> **EXERCISE**
Please format all the items below as a numbered list, leaving out any blank lines. Omit the pictures from your answer.

Pointing dataset records:
__________________________________________________
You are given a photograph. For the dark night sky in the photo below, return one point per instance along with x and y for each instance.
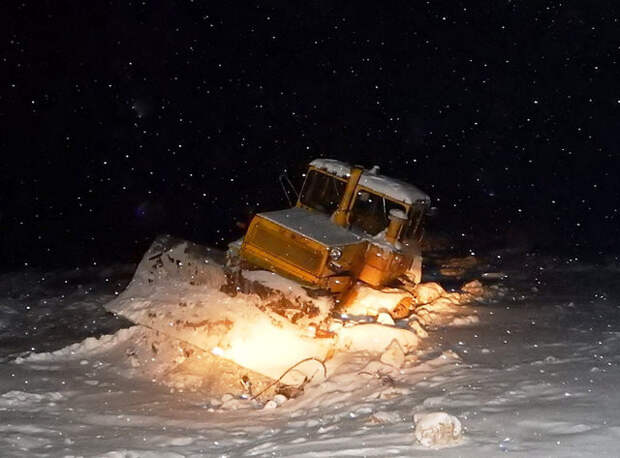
(121, 120)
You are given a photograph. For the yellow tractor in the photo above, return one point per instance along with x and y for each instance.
(349, 225)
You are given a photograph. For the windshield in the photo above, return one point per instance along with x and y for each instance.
(370, 212)
(322, 192)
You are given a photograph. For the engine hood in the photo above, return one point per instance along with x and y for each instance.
(314, 226)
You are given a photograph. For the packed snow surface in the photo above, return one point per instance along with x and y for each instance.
(535, 373)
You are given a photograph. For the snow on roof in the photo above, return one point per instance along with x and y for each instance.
(313, 225)
(391, 187)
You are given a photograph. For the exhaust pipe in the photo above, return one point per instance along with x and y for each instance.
(341, 215)
(397, 222)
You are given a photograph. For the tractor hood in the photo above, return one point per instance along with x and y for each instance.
(314, 226)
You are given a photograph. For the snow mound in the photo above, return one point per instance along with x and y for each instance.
(178, 290)
(437, 429)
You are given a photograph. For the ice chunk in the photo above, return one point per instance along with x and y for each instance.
(393, 355)
(437, 429)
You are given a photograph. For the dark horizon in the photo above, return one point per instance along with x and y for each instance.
(126, 121)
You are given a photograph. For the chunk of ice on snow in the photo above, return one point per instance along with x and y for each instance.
(437, 429)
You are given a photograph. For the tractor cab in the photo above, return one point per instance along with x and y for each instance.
(349, 225)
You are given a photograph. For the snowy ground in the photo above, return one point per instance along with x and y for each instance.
(537, 375)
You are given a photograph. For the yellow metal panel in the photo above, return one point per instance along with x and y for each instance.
(273, 247)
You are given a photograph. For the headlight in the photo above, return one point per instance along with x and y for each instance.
(335, 253)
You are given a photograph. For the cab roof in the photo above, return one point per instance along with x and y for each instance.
(391, 187)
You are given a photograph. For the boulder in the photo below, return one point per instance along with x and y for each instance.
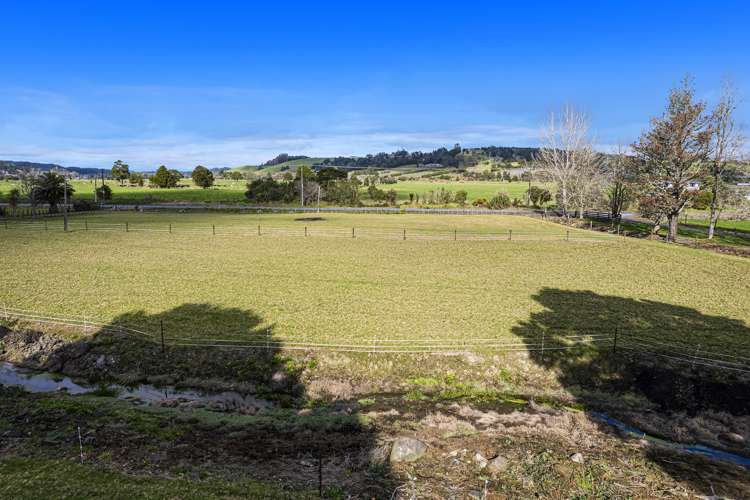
(406, 449)
(498, 465)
__________________________________________________
> **SOLUTION TO THE PROBLEM**
1. You are given a photograph. For the dark night sky in the photo below, return one point per instance along with x and y for each instance.
2. (121, 120)
3. You are given a photograph. For the yellow tractor in the photo above, return one point per instance along with x and y for each instance.
4. (349, 225)
5. You are given a photograph. For the windshield in the photo above, return one point per instance along with x and y for each instance.
6. (370, 212)
7. (322, 192)
8. You are given a photograph. For the engine hood in the photo above, return one point per instance along with x and y for each instance.
9. (314, 226)
10. You are given a photograph. For the packed snow surface in the photo above, return one point per instance along with x and y for each instance.
11. (535, 373)
12. You are given a photograph. For the snow on roof in the photo above, return one point per instance along with x and y for each instance.
13. (313, 225)
14. (391, 187)
15. You are given a photograph. For the exhaust pipe in the photo above, return one point per instance along with x and y for each instance.
16. (341, 215)
17. (397, 222)
18. You are given a photograph. For the tractor hood in the photo above, return one point per instance along with x and y for each instance.
19. (314, 226)
20. You are given a photograph. For the snow mound in the photo above, return one point per instance along with x and y for each instance.
21. (178, 290)
22. (437, 429)
23. You are given a photograph. For the ice chunk in the photo above, return one point per instance along with x and y for each instance.
24. (393, 355)
25. (437, 429)
26. You are given a photograph. For the dark horizon in the photo above, return one point per instance along with x and y for each instance.
27. (126, 121)
28. You are given a photograph. For the chunk of ice on snow in the photo above, return one point per instance along with x and y for each instance.
29. (437, 429)
30. You are given a photograph. For the tractor cab in the photo above, return one point per instance along with x and y for each instance.
31. (349, 225)
32. You are given a photograph. For the snowy ground in the photo above, return one point per instance along with x and y for each instance.
33. (537, 375)
34. You are given a photograph. For the yellow metal panel in the photo above, return one point per instance along with x and y for each instance.
35. (273, 247)
36. You are given a photograph. For the headlight in the photo above, return one point per instance along with x and y for each instance.
37. (335, 253)
38. You are given a photograph. For the cab roof in the photo above, return one point per instance along with x and y for each instance.
39. (391, 187)
40. You are given a photograph. For the boulder in the photo below, return one point per instance along with x and y for each instance.
41. (406, 449)
42. (498, 465)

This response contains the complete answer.